▶ [Source passage]
——————
Hudson Valley Miata Club, Inc

A special contribution by Ned Lynn:
"the HVMC could be very proud of everyone who chose to participate in the Motorsports events. Keith Lynch was Rookie Champion both in the Poughkeepsie Sports Car Club and the Fairfield ( CT ) Sports Car Club. Keith has shown that he is an excellent driver and with the tweaking he is doing to his car this winter, between his job and building his house, he is going to be in the position to be extremely competitive this coming season. Don't forget, you read it here first, I won't be surprised if Keith captures a National SCCA title in the next three years !!
Sharon Davidson and I ended the season with a First Place Finish in the classes that we race in. I really doubt that there is another Miata club around here that can say they have Three Autocross Champions
running with their club."
Way to go Keith, Ned & Sharon!!! :)

Heard at the garage II ,  of cobblestones and milestones
Helter skelter, the sky is falling. Worse than that, Volkswagen AG. announced  Volkswagen de Mexico SA. will on july 30th., 2003, cease production of the longest running, biggest selling automobile of all time, the original, the one and only, the revered and much loved, Volkswagen Beetle.  " ARRGH, OH MY GOD, THEY KILLED KENNY!!! "
——————
▶ [Given material]
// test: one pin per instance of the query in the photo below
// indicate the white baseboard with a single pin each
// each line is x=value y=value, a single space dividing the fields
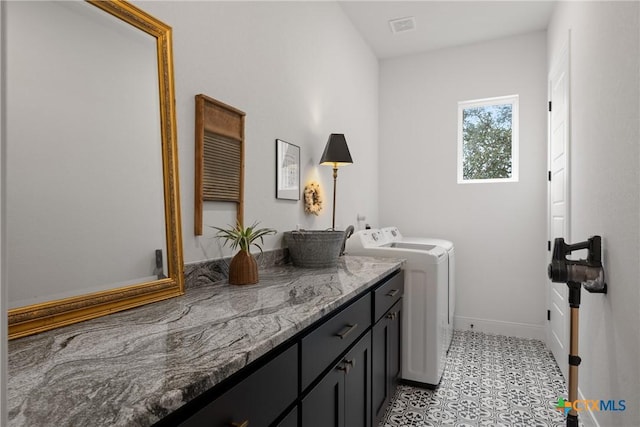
——————
▶ [Task prompt] Please pick up the Miata club newsletter after its last sentence and keep writing it. The listing comes from a different source than the Miata club newsletter.

▶ [Result of this exercise]
Introduced at the Berlin Auto Show in 1938, the "Peoples car" was intended to put Germany on wheels. Even the working class would be able to afford this small, rear engined, air cooled, Autobahn cruiser The very picture of simplicity and, for it's time, the state of the art in engineering, the Volkswagen was a dream come true for the German Motorists.
The VW was designed by Dr. Ferdinand Porsche, a brilliant engineer. The design was so good that Porsche used it for the base engineering model for the first car to bear his name some ten years later. Porsche sports cars still utilize basic design elements from that original, Volkswagen beetle, introduced 65 years ago. When you consider that Porsches are considered among the finest sports cars in the world today, it is all the more amazing that their origins are so humble.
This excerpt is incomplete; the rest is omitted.